# TASK GOAL
The entries below contain pictures. Retype everything except those pictures, exactly as given.
*** INFORMATION ***
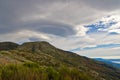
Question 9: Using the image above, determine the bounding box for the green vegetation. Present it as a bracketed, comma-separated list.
[0, 41, 120, 80]
[0, 63, 95, 80]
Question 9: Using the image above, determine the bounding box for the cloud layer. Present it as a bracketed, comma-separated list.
[0, 0, 120, 59]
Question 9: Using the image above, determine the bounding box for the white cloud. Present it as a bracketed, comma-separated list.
[0, 30, 50, 43]
[0, 0, 120, 59]
[95, 15, 120, 34]
[75, 25, 89, 36]
[75, 47, 120, 59]
[108, 21, 120, 34]
[112, 61, 120, 64]
[109, 29, 120, 34]
[18, 30, 50, 40]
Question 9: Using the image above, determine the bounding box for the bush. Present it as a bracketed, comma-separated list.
[23, 62, 39, 68]
[0, 64, 95, 80]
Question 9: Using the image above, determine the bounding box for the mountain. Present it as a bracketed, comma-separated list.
[0, 42, 19, 50]
[0, 41, 120, 80]
[95, 58, 120, 68]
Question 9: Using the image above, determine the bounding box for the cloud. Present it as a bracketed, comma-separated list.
[1, 0, 120, 25]
[82, 0, 120, 11]
[75, 25, 89, 36]
[75, 46, 120, 58]
[0, 30, 50, 43]
[0, 0, 108, 24]
[0, 0, 120, 59]
[1, 0, 120, 35]
[71, 44, 120, 52]
[98, 15, 120, 34]
[0, 19, 76, 37]
[108, 22, 120, 34]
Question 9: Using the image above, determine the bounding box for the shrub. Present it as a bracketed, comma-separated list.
[0, 64, 95, 80]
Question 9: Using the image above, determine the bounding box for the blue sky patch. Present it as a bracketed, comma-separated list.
[109, 32, 119, 35]
[70, 44, 120, 52]
[85, 20, 117, 34]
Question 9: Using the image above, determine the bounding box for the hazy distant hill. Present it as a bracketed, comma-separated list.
[95, 58, 120, 68]
[0, 41, 120, 80]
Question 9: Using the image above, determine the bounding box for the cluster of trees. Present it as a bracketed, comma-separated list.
[0, 62, 95, 80]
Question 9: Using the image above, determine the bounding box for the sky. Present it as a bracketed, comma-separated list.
[0, 0, 120, 60]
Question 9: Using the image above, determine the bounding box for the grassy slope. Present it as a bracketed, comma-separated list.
[0, 41, 120, 80]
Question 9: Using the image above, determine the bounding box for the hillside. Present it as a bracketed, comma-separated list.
[0, 41, 120, 80]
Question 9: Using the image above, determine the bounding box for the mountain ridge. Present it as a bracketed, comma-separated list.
[0, 41, 120, 80]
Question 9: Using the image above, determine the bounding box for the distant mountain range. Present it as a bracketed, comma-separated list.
[94, 58, 120, 68]
[0, 41, 120, 80]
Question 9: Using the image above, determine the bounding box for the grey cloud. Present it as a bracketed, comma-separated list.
[0, 0, 77, 37]
[0, 0, 100, 24]
[0, 0, 70, 24]
[29, 37, 47, 42]
[0, 0, 120, 37]
[23, 21, 75, 37]
[0, 20, 75, 37]
[29, 37, 41, 42]
[82, 0, 120, 11]
[1, 0, 120, 24]
[35, 25, 74, 37]
[1, 0, 120, 60]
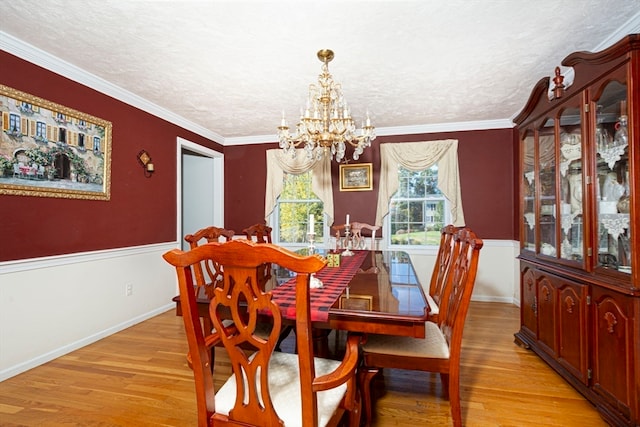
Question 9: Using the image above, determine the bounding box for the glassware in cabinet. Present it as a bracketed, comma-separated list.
[538, 117, 557, 257]
[558, 102, 584, 262]
[592, 79, 631, 275]
[522, 132, 536, 252]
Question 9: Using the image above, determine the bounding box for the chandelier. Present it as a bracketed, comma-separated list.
[277, 49, 376, 162]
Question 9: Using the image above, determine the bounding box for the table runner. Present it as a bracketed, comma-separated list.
[271, 250, 368, 322]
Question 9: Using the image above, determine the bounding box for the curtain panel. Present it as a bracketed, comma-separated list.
[375, 139, 466, 226]
[264, 149, 334, 223]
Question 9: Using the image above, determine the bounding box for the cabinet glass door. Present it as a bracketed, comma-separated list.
[593, 79, 631, 274]
[538, 117, 557, 256]
[522, 132, 535, 251]
[558, 102, 584, 262]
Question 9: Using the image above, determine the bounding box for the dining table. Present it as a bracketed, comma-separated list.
[172, 248, 430, 345]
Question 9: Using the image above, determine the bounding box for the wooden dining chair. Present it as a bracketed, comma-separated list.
[184, 226, 235, 295]
[242, 222, 273, 243]
[358, 228, 483, 427]
[242, 222, 296, 351]
[163, 239, 362, 427]
[242, 222, 274, 288]
[427, 225, 463, 323]
[182, 226, 237, 368]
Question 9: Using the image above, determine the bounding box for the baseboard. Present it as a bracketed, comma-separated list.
[0, 303, 174, 382]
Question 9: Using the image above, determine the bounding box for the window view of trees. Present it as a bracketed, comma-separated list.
[276, 171, 324, 244]
[389, 165, 447, 246]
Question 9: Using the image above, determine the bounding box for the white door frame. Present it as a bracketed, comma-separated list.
[176, 137, 224, 247]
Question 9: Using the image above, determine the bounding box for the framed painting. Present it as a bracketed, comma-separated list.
[339, 294, 373, 311]
[339, 163, 372, 191]
[0, 84, 112, 200]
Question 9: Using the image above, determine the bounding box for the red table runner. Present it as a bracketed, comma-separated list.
[270, 250, 368, 322]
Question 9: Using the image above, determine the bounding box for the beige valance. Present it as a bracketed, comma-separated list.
[264, 149, 334, 223]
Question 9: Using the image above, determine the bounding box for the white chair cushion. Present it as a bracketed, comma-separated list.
[215, 351, 346, 427]
[425, 294, 439, 315]
[363, 321, 449, 359]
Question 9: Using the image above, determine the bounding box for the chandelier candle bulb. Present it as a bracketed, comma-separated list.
[309, 214, 314, 233]
[346, 214, 350, 226]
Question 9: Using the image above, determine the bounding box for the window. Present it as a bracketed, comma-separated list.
[9, 113, 20, 133]
[36, 121, 46, 139]
[388, 166, 450, 247]
[274, 171, 324, 245]
[376, 140, 465, 247]
[58, 127, 67, 144]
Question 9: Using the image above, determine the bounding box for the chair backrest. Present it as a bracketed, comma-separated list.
[184, 226, 235, 292]
[427, 225, 462, 320]
[242, 223, 273, 287]
[242, 223, 272, 243]
[163, 240, 334, 426]
[332, 222, 380, 250]
[439, 228, 483, 360]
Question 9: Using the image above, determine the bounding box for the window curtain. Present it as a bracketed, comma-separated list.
[375, 139, 466, 226]
[264, 149, 334, 222]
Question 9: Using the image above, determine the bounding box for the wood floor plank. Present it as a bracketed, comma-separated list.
[0, 302, 607, 426]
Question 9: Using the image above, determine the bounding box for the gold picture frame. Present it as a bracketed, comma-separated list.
[339, 294, 373, 311]
[339, 163, 372, 191]
[0, 84, 112, 200]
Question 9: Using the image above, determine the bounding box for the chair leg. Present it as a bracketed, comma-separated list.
[275, 325, 294, 352]
[358, 367, 379, 427]
[440, 373, 450, 397]
[202, 318, 215, 371]
[447, 371, 462, 427]
[348, 389, 362, 427]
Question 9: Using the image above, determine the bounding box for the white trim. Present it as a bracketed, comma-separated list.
[0, 303, 174, 382]
[224, 119, 516, 146]
[176, 137, 224, 246]
[5, 31, 513, 147]
[0, 31, 224, 144]
[594, 12, 640, 51]
[471, 295, 519, 305]
[385, 238, 519, 256]
[0, 241, 178, 274]
[5, 24, 640, 147]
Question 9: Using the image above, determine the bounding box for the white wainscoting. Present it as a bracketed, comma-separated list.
[0, 239, 520, 381]
[0, 242, 179, 381]
[407, 239, 521, 305]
***
# OUTPUT FOR THIS TASK
Question 9: Using the image above, determine the bounding box for the green vegetation. Present it as a bracketed, comma-separated list.
[0, 41, 120, 80]
[0, 63, 95, 80]
Question 9: Using the image above, determine the bounding box for the cloud layer. Present it as a bracketed, comma-separated list.
[0, 0, 120, 59]
Question 9: Using the image above, determine the bounding box for the white cloud. Present it as a bracketed, comma-separated list.
[0, 30, 50, 43]
[0, 0, 120, 59]
[95, 15, 120, 34]
[75, 25, 89, 36]
[75, 47, 120, 59]
[108, 21, 120, 34]
[112, 61, 120, 64]
[109, 29, 120, 34]
[18, 30, 50, 40]
Question 9: Using the image above, determine the bounding box for the bush. Present it as a bracketed, comma-separated list.
[23, 62, 39, 68]
[0, 64, 95, 80]
Question 9: Using the image above, determine the bounding box for the mountain. Present it as a bracketed, comma-separated list.
[0, 42, 19, 50]
[0, 41, 120, 80]
[95, 58, 120, 68]
Question 9: Using the image above, determine the bounding box for the cloud. Present it as a bracketed, comma-separated list.
[1, 0, 120, 25]
[82, 0, 120, 11]
[75, 25, 89, 36]
[75, 46, 120, 58]
[0, 30, 50, 43]
[0, 0, 108, 24]
[0, 0, 120, 59]
[1, 0, 120, 35]
[71, 44, 120, 52]
[98, 15, 120, 34]
[0, 19, 76, 37]
[108, 22, 120, 34]
Question 9: Using the image above, determine the bounding box for the shrub. Present it as a bracketed, comma-separated list.
[0, 64, 95, 80]
Question 9: Using the image above, determine the bounding box for the blue sky patch. Present it as a bracketed, comma-separated list.
[109, 32, 119, 35]
[70, 44, 120, 52]
[85, 20, 117, 34]
Question 9: Using the image above, determine the bounding box for the hazy distant hill. Present it as a bracketed, comma-separated list.
[95, 58, 120, 68]
[0, 41, 120, 80]
Question 9: Using the image above, determine the bounding box for the cluster of trees. Present it as a bracketed, comma-separated list.
[0, 62, 95, 80]
Question 9: Using the image above, determine the bounding box for the sky. Present it as a bracketed, comma-separated list.
[0, 0, 120, 60]
Question 9: Using the image above, determine the bounding box for the grassy slope. Present it as a bracketed, comma-separated list.
[0, 41, 120, 80]
Question 9: Using the image above, determine the bounding box for the hillside. Present it as a bracketed, comma-separated list.
[0, 41, 120, 80]
Question 9: Using the image above, determine the bounding box for the mountain ridge. Present it as a bracketed, comma-separated list.
[0, 41, 120, 80]
Question 9: Using the image above, determine the bounding box for the distant mountain range. Present it as a bracketed, comma-separated list.
[94, 58, 120, 68]
[0, 41, 120, 80]
Question 9: Using the image above, determine the bounding box for the grey cloud. Present it as a bracketed, comma-separated list.
[0, 0, 77, 37]
[0, 0, 100, 24]
[0, 0, 70, 24]
[29, 37, 47, 42]
[0, 0, 120, 37]
[23, 21, 75, 37]
[0, 20, 75, 37]
[29, 37, 41, 42]
[82, 0, 120, 11]
[1, 0, 120, 24]
[35, 25, 74, 37]
[1, 0, 120, 60]
Question 9: Using the image above, determine the bounding box for the glassware in cabinet. Present it as a bracketed, comma-separated list.
[538, 117, 557, 257]
[558, 102, 584, 262]
[592, 79, 631, 275]
[522, 132, 536, 252]
Question 9: Using the image above, determine the bounding box for the chandelier. Present it as a bracketed, comma-separated list.
[277, 49, 376, 162]
Question 9: Using the image above, determine the bounding box for the table runner. Present it as a bracketed, comma-separated list.
[271, 250, 368, 322]
Question 9: Using the image above, determine the bounding box for the curtain panel. Present it as a bracketed, comma-separated list.
[375, 139, 466, 226]
[264, 149, 334, 223]
Question 9: Using the image above, determine the bounding box for the cabinet glass door. Present it as a bracketed, comma-separated list.
[593, 79, 631, 274]
[538, 117, 557, 256]
[522, 132, 535, 251]
[558, 102, 584, 262]
Question 9: Using the image above, determine the bounding box for the dining table. Present it as a bracketed, comma-separated list.
[172, 248, 430, 345]
Question 9: Using the image above, determine the bounding box for the wooden dining chair. Present it as a bracketed, comma-separated list.
[184, 226, 235, 295]
[242, 222, 273, 243]
[358, 228, 483, 427]
[242, 222, 296, 351]
[163, 239, 362, 427]
[242, 222, 274, 288]
[427, 225, 463, 323]
[182, 226, 237, 368]
Question 9: Using the image above, determine the bounding box for the baseboard. Present it as a bracketed, comma-separated list.
[0, 303, 174, 382]
Question 9: Using the image above, determine the bounding box for the window view of trees. Present it as a bracketed, comma-separated list.
[276, 171, 324, 244]
[389, 165, 447, 246]
Question 9: Using the image above, determine the bounding box for the white door frame. Present it as a bracketed, comma-separated list.
[176, 137, 224, 247]
Question 9: Using the image above, determine the bounding box for the framed painting. Present it as a bracketed, comma-separated list.
[339, 294, 373, 311]
[339, 163, 372, 191]
[0, 84, 112, 200]
Question 9: Using the image above, determine the bounding box for the red table runner. Present it as a bracketed, comma-separated list.
[270, 250, 368, 322]
Question 9: Using the image above, determine the bounding box for the beige valance. Present it as a bracketed, comma-separated list.
[264, 149, 334, 223]
Question 9: Using the image above, determine the bounding box for the white chair cushion. Present it as a bracketed, comma-separated list.
[215, 351, 346, 427]
[425, 294, 439, 315]
[363, 321, 449, 359]
Question 9: Using the image above, determine the bounding box for the chandelier candle bulb. Present it as a bracketed, comma-separated list.
[309, 214, 314, 233]
[346, 214, 350, 226]
Question 9: Using the image above, determine the bounding box for the window. Present it as a bracketed, comma-separated list.
[9, 113, 20, 133]
[36, 121, 46, 139]
[388, 166, 450, 247]
[274, 171, 324, 245]
[376, 140, 465, 247]
[58, 127, 67, 144]
Question 9: Using the image above, determine the bounding box for the chair backrest. Present it as a bracketed, comma-separated list.
[184, 226, 235, 292]
[427, 225, 462, 320]
[242, 223, 273, 287]
[242, 223, 272, 243]
[163, 240, 334, 426]
[332, 222, 380, 250]
[439, 228, 483, 360]
Question 9: Using the image above, determine the bounding box for the window curtain. Present it as a bracketed, comma-separated list.
[375, 139, 466, 226]
[264, 149, 334, 222]
Question 9: Using the image above, determine the bounding box for the wood floor plank. Present it as a bracketed, comma-separated list.
[0, 302, 607, 426]
Question 9: Using the image above, determine the bounding box for the gold picture frame. Present it as a bracketed, comma-separated list.
[339, 294, 373, 311]
[339, 163, 372, 191]
[0, 84, 112, 200]
Question 9: Using the image above, determine the bounding box for the chair leg. Present it as a bracketed, comma-separated list.
[275, 325, 294, 352]
[358, 367, 379, 427]
[440, 373, 450, 397]
[202, 318, 215, 371]
[447, 371, 462, 427]
[348, 389, 362, 427]
Question 9: Using the image above, determine the bounding box for the white trim. Present it as a bracketed, comma-separated list.
[0, 303, 174, 382]
[224, 119, 516, 146]
[176, 137, 224, 246]
[5, 31, 513, 147]
[0, 31, 224, 144]
[594, 12, 640, 51]
[471, 295, 519, 305]
[385, 238, 519, 256]
[0, 241, 178, 274]
[5, 24, 640, 147]
Question 9: Using the image above, determine the bounding box for the white wainscoting. Present it as a bracketed, comma-separated list.
[0, 239, 520, 381]
[0, 242, 179, 381]
[407, 239, 521, 305]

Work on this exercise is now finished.